Your goal: What follows is a set of entries; retype all of them exactly.

(Collected data)
○ ○ ○ ○ ○

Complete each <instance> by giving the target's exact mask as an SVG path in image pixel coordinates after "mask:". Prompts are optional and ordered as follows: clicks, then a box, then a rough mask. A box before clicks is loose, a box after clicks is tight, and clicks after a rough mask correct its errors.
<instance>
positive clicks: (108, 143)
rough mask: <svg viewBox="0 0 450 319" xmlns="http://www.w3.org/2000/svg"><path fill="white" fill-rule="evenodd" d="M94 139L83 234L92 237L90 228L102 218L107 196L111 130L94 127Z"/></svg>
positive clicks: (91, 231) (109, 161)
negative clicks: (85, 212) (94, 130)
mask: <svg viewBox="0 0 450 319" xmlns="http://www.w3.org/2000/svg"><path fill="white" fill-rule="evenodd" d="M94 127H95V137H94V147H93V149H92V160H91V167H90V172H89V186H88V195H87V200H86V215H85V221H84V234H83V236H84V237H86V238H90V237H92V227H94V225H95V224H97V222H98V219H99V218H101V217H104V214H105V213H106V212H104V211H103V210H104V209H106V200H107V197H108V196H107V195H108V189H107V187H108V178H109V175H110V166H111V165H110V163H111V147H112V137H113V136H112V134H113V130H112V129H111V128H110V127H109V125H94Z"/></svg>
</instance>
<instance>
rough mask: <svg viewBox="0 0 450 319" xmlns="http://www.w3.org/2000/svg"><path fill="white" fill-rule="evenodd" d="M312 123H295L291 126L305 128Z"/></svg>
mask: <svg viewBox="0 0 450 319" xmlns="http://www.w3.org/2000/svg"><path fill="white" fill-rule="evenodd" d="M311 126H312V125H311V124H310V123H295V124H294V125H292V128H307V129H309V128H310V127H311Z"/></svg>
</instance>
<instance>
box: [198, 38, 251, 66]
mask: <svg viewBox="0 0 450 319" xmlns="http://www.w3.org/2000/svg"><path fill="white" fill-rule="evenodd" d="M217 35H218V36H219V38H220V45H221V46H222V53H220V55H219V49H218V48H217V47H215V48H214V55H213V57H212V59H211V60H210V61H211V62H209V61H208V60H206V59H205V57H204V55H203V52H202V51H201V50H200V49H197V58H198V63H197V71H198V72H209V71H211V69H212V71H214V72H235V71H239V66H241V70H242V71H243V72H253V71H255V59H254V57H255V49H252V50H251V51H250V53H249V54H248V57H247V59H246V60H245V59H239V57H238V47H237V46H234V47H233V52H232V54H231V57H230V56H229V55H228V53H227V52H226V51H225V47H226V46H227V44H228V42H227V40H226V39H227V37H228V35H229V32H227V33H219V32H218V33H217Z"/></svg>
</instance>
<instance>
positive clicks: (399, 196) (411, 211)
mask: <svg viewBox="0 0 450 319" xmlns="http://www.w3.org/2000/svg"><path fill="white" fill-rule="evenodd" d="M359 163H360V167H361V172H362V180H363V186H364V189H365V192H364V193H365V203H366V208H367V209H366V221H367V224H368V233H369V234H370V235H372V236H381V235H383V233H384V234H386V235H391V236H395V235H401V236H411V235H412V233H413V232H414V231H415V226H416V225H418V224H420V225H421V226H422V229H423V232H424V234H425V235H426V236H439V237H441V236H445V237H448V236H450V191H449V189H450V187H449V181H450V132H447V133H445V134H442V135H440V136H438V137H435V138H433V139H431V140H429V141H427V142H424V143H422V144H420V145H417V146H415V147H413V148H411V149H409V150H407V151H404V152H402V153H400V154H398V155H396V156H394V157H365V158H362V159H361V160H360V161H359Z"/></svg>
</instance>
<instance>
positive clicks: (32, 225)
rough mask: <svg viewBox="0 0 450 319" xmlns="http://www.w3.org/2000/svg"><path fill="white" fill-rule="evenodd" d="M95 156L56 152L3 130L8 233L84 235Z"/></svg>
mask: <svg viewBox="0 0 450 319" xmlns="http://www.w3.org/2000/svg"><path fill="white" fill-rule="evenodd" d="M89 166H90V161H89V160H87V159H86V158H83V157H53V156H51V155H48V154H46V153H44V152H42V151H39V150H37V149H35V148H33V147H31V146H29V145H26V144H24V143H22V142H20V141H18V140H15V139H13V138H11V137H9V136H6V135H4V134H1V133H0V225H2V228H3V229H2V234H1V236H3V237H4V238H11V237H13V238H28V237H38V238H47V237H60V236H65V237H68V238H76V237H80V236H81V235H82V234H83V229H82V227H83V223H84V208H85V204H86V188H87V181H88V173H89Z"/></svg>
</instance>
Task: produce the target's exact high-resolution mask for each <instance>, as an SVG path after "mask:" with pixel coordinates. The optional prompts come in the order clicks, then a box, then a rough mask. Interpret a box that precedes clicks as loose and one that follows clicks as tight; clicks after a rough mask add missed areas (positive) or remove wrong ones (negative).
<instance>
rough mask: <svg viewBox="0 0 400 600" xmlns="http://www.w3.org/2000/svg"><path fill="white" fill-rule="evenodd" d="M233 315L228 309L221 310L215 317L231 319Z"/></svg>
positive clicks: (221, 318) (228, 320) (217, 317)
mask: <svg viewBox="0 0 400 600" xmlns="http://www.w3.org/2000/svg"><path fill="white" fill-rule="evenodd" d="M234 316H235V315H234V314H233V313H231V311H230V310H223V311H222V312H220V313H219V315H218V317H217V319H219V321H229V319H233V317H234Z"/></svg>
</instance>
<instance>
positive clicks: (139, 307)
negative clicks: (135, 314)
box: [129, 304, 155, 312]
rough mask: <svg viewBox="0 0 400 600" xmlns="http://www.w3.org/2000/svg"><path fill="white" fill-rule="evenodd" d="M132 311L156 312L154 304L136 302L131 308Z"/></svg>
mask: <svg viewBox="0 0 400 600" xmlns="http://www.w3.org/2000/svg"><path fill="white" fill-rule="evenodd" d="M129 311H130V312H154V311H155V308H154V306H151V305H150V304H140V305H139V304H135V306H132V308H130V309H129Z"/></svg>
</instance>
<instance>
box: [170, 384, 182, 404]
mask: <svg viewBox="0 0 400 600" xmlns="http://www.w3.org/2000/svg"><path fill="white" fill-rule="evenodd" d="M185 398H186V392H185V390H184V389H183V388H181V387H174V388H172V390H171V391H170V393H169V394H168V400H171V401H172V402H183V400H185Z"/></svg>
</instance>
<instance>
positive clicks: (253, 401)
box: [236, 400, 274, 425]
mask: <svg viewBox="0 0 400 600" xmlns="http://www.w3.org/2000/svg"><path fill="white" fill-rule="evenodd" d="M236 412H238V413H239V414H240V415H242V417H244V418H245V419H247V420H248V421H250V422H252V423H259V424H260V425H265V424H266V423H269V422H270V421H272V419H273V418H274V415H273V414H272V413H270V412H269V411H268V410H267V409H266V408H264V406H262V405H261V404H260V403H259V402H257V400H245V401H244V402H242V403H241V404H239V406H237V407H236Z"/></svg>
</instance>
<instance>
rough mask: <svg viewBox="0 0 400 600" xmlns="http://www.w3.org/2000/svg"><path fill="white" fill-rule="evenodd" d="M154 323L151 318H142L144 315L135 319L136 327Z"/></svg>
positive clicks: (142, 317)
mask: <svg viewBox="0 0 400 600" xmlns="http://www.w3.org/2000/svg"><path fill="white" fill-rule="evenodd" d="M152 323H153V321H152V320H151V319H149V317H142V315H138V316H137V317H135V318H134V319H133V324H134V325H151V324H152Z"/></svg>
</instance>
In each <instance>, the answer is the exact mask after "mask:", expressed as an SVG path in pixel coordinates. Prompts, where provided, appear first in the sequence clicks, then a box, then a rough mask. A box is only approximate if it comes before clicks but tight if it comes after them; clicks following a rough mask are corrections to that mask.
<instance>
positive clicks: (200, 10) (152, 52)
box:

○ ○ ○ ○ ○

Completed exercise:
Complete each <instance> by giving the target's exact mask as an SVG path in image pixel coordinates after "mask:". Prompts are optional and ordered as follows: clicks, then a box, then a rough mask. A box before clicks is loose, a box after clicks is tight, and clicks after a rough mask correct its errors.
<instance>
positive clicks: (108, 143)
rough mask: <svg viewBox="0 0 450 319" xmlns="http://www.w3.org/2000/svg"><path fill="white" fill-rule="evenodd" d="M94 139L83 234L92 237L90 228L102 218L107 196L111 130L94 127Z"/></svg>
positive clicks: (91, 231) (109, 161)
negative clicks: (85, 212) (94, 130)
mask: <svg viewBox="0 0 450 319" xmlns="http://www.w3.org/2000/svg"><path fill="white" fill-rule="evenodd" d="M94 127H95V137H94V147H93V149H92V160H91V167H90V172H89V186H88V195H87V200H86V215H85V221H84V234H83V236H84V237H86V238H90V237H92V227H94V225H95V224H97V222H98V219H99V218H101V217H104V214H105V213H106V212H104V211H103V210H104V209H106V200H107V197H108V196H107V195H108V189H107V187H108V178H109V175H110V166H111V165H110V163H111V147H112V137H113V136H112V134H113V130H112V129H111V128H110V127H109V125H94Z"/></svg>
</instance>
<instance>
rough mask: <svg viewBox="0 0 450 319" xmlns="http://www.w3.org/2000/svg"><path fill="white" fill-rule="evenodd" d="M312 123H295L291 126L305 128Z"/></svg>
mask: <svg viewBox="0 0 450 319" xmlns="http://www.w3.org/2000/svg"><path fill="white" fill-rule="evenodd" d="M311 126H312V125H311V124H310V123H295V124H294V125H292V128H307V129H309V128H310V127H311Z"/></svg>
</instance>
<instance>
box: [198, 38, 251, 66]
mask: <svg viewBox="0 0 450 319" xmlns="http://www.w3.org/2000/svg"><path fill="white" fill-rule="evenodd" d="M217 35H218V36H219V38H220V45H221V46H222V53H220V55H219V49H218V48H217V47H215V48H214V55H213V57H212V59H211V60H210V61H211V62H209V61H208V60H206V59H205V57H204V55H203V52H202V51H201V50H200V49H197V58H198V63H197V71H198V72H209V71H211V69H212V71H214V72H235V71H239V66H241V70H242V71H243V72H253V71H255V59H254V57H255V49H252V50H251V51H250V53H249V54H248V57H247V59H246V60H245V59H239V57H238V47H237V46H234V47H233V52H232V54H231V57H230V56H229V55H228V53H227V52H226V51H225V47H226V46H227V44H228V42H227V40H226V39H227V37H228V35H229V32H227V33H219V32H218V33H217Z"/></svg>
</instance>
<instance>
positive clicks: (399, 196) (411, 211)
mask: <svg viewBox="0 0 450 319" xmlns="http://www.w3.org/2000/svg"><path fill="white" fill-rule="evenodd" d="M359 163H360V167H361V172H362V180H363V186H364V189H365V192H364V193H365V203H366V208H367V209H366V221H367V224H368V233H369V234H370V235H372V236H381V235H383V233H384V234H386V235H391V236H395V235H401V236H411V235H412V233H413V232H414V231H415V226H416V225H418V224H420V225H421V226H422V229H423V232H424V234H425V235H426V236H439V237H441V236H445V237H448V236H450V191H449V189H450V187H449V181H450V132H447V133H445V134H442V135H440V136H438V137H435V138H433V139H431V140H429V141H427V142H424V143H422V144H420V145H417V146H415V147H413V148H411V149H409V150H407V151H404V152H402V153H400V154H398V155H396V156H394V157H365V158H362V159H361V160H360V161H359Z"/></svg>
</instance>
<instance>
positive clicks: (32, 225)
rough mask: <svg viewBox="0 0 450 319" xmlns="http://www.w3.org/2000/svg"><path fill="white" fill-rule="evenodd" d="M95 156L56 152L3 130L8 233L84 235Z"/></svg>
mask: <svg viewBox="0 0 450 319" xmlns="http://www.w3.org/2000/svg"><path fill="white" fill-rule="evenodd" d="M89 166H90V161H89V160H87V159H86V158H83V157H53V156H51V155H48V154H46V153H44V152H42V151H39V150H37V149H35V148H33V147H31V146H29V145H26V144H24V143H22V142H20V141H18V140H15V139H13V138H11V137H9V136H6V135H4V134H1V133H0V225H2V228H3V229H2V234H1V236H3V237H4V238H11V237H13V238H28V237H38V238H47V237H60V236H65V237H68V238H76V237H80V236H81V235H82V234H83V229H82V227H83V223H84V208H85V204H86V188H87V181H88V173H89Z"/></svg>
</instance>
Task: produce the target's exact high-resolution mask for each <instance>, as an SVG path after "mask:" with pixel coordinates. The optional prompts come in the order clicks, then a box, then a rough mask. Interpret a box that precedes clicks as loose and one that follows clicks as tight; clicks after a rough mask add missed areas (positive) or remove wrong ones (negative).
<instance>
rough mask: <svg viewBox="0 0 400 600" xmlns="http://www.w3.org/2000/svg"><path fill="white" fill-rule="evenodd" d="M233 315L228 309L221 310L215 317L231 319Z"/></svg>
positive clicks: (221, 318) (228, 320) (217, 317)
mask: <svg viewBox="0 0 400 600" xmlns="http://www.w3.org/2000/svg"><path fill="white" fill-rule="evenodd" d="M234 316H235V315H234V314H233V313H231V311H230V310H223V311H222V312H220V313H219V315H218V317H217V319H219V321H229V319H233V317H234Z"/></svg>
</instance>
<instance>
positive clicks: (139, 307)
negative clicks: (135, 314)
box: [129, 304, 155, 312]
rough mask: <svg viewBox="0 0 400 600" xmlns="http://www.w3.org/2000/svg"><path fill="white" fill-rule="evenodd" d="M132 311L156 312L154 304L136 302L131 308Z"/></svg>
mask: <svg viewBox="0 0 400 600" xmlns="http://www.w3.org/2000/svg"><path fill="white" fill-rule="evenodd" d="M129 311H130V312H154V311H155V308H154V306H151V305H150V304H140V305H139V304H135V306H132V308H130V309H129Z"/></svg>
</instance>
<instance>
box: [170, 384, 182, 404]
mask: <svg viewBox="0 0 400 600" xmlns="http://www.w3.org/2000/svg"><path fill="white" fill-rule="evenodd" d="M185 398H186V392H185V390H184V389H183V388H181V387H174V388H172V390H171V391H170V393H169V394H168V400H171V401H172V402H183V400H185Z"/></svg>
</instance>
<instance>
positive clicks: (253, 401)
box: [236, 400, 274, 425]
mask: <svg viewBox="0 0 400 600" xmlns="http://www.w3.org/2000/svg"><path fill="white" fill-rule="evenodd" d="M236 412H238V413H239V414H240V415H242V417H244V418H245V419H247V420H248V421H250V422H252V423H259V424H260V425H265V424H266V423H269V422H270V421H272V419H273V418H274V415H273V414H272V413H270V412H269V411H268V410H267V409H266V408H264V406H262V405H261V404H260V403H259V402H257V400H245V401H244V402H242V403H241V404H239V406H237V407H236Z"/></svg>
</instance>
<instance>
rough mask: <svg viewBox="0 0 400 600" xmlns="http://www.w3.org/2000/svg"><path fill="white" fill-rule="evenodd" d="M154 323L151 318H142L144 315L135 319L136 327Z"/></svg>
positive clicks: (142, 317)
mask: <svg viewBox="0 0 400 600" xmlns="http://www.w3.org/2000/svg"><path fill="white" fill-rule="evenodd" d="M152 323H153V321H152V320H151V319H149V317H142V315H138V316H137V317H135V318H134V319H133V324H134V325H151V324H152Z"/></svg>
</instance>
In each <instance>, the answer is the exact mask after "mask:", expressed as an SVG path in pixel coordinates. Prompts, where provided, appear first in the sequence clicks, then a box, then a rough mask. A box is only approximate if it comes before clicks but tight if it comes after them; clicks following a rough mask are corrections to that mask.
<instance>
positive clicks: (200, 10) (152, 52)
box:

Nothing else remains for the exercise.